Stored items:
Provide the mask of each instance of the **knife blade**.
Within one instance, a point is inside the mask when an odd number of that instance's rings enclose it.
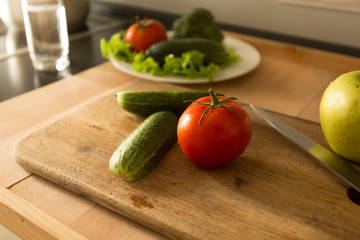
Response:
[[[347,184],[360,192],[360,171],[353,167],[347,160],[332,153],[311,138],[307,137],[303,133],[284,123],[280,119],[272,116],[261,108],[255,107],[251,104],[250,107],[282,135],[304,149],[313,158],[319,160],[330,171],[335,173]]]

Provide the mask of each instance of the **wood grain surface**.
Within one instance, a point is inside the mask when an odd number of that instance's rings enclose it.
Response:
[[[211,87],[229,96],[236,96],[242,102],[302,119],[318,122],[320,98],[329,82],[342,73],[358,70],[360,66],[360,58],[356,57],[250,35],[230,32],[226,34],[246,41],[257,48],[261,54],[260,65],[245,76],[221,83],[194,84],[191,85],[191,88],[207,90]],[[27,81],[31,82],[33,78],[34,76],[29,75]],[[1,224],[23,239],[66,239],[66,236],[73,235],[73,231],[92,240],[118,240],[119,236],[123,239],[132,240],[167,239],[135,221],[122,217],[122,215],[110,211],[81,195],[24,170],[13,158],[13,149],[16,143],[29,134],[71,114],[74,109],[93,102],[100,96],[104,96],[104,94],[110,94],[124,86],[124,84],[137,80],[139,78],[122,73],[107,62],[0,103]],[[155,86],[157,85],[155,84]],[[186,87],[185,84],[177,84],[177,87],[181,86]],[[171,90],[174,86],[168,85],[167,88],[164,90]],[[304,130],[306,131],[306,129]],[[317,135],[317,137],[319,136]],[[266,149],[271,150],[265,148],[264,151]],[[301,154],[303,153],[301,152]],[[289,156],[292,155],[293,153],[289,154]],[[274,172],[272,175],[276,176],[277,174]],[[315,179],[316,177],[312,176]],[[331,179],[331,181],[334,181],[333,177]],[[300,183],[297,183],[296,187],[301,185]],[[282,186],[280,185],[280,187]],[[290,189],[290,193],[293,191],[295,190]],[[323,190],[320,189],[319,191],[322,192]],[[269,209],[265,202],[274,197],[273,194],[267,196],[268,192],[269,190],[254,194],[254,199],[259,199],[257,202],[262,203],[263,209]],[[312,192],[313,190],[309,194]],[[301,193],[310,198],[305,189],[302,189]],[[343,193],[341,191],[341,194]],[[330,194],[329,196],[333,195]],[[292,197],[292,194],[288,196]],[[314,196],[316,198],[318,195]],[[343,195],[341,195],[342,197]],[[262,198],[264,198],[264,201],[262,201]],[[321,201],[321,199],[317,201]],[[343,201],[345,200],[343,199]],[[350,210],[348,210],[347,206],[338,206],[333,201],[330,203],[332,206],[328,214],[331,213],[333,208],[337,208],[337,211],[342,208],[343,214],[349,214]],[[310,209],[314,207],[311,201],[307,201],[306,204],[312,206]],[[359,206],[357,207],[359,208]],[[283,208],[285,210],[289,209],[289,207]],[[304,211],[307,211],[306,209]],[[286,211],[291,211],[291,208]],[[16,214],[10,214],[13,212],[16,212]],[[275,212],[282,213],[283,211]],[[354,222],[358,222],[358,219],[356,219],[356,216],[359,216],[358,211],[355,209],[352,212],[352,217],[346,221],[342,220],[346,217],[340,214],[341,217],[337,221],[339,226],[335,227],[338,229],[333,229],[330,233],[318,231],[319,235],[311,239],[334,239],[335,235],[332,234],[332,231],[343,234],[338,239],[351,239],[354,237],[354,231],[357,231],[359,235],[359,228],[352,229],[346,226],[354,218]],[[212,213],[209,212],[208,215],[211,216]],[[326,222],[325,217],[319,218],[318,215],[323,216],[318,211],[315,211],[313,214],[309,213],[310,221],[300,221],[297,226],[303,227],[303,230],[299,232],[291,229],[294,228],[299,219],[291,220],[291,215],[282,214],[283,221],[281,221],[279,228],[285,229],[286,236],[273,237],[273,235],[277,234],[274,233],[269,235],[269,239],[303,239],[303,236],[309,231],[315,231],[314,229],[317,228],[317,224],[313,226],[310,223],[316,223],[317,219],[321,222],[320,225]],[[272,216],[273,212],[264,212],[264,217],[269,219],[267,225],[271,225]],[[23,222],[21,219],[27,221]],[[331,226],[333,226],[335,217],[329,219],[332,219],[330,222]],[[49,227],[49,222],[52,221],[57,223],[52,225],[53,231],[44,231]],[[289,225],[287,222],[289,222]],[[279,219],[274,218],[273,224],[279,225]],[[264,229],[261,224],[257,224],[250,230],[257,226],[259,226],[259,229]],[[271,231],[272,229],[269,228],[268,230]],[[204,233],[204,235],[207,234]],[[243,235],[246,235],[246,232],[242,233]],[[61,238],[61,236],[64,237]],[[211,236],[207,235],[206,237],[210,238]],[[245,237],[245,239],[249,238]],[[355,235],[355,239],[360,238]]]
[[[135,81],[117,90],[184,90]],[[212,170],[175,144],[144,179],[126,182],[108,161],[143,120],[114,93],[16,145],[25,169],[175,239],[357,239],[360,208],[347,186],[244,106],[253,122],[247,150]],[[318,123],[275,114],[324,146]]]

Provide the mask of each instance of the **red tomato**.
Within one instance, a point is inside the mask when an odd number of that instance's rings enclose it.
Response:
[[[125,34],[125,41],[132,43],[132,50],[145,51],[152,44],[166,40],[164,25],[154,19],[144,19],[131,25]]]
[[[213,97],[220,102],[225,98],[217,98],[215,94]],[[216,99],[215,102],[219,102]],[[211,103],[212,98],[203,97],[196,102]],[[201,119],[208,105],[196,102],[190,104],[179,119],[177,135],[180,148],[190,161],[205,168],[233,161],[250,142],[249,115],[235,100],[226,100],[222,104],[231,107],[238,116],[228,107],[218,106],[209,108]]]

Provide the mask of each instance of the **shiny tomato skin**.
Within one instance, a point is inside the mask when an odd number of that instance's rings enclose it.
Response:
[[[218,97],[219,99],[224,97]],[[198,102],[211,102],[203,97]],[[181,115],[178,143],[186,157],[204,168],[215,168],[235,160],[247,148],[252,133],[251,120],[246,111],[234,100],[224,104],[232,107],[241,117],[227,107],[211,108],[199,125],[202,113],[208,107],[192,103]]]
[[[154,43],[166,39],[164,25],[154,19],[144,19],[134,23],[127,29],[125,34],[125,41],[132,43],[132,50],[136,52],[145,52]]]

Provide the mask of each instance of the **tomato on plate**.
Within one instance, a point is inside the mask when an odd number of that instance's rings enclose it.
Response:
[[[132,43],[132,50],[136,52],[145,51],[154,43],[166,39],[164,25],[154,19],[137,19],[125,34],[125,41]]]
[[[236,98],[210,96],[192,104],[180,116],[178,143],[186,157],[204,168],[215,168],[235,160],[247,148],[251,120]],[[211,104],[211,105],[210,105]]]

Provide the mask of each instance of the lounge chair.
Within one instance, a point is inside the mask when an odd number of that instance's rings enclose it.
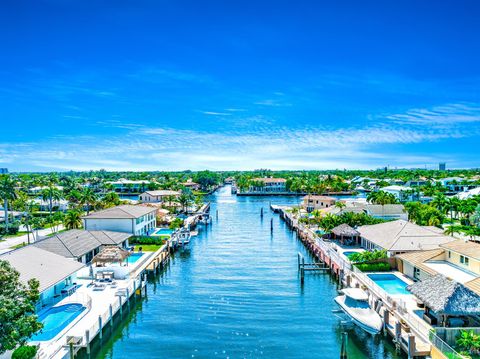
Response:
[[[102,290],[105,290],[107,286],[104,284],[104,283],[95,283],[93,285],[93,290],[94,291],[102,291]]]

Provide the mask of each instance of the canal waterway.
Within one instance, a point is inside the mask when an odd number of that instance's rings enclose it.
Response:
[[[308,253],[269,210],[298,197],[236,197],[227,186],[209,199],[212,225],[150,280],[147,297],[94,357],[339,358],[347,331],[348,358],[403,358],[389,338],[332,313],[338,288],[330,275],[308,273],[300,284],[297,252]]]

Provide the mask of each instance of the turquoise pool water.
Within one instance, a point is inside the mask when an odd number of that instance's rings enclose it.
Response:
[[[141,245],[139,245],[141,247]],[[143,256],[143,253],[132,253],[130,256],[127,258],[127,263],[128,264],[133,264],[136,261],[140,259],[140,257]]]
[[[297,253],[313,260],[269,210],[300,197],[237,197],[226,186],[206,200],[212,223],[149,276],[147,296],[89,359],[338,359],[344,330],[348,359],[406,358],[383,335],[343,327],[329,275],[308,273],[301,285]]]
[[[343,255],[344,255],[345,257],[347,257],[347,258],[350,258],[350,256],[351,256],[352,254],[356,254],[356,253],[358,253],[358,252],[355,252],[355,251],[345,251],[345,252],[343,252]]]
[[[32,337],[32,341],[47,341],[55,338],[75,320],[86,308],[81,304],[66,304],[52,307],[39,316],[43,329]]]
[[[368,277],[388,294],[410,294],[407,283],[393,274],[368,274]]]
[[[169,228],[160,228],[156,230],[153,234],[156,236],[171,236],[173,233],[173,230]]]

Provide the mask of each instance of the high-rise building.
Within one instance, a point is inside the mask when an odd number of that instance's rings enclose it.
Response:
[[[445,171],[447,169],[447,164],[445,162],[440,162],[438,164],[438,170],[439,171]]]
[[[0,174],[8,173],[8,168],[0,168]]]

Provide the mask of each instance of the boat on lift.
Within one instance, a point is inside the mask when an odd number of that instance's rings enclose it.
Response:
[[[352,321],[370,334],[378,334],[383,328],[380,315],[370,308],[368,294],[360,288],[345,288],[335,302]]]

**What to do**
For every line above that holds the word "tomato", report the whole line.

**Written response**
Provide the mask of each instance of the **red tomato**.
Provide the mask of each instance of the **shiny tomato skin**.
Provide the mask of each instance of the **tomato on plate**.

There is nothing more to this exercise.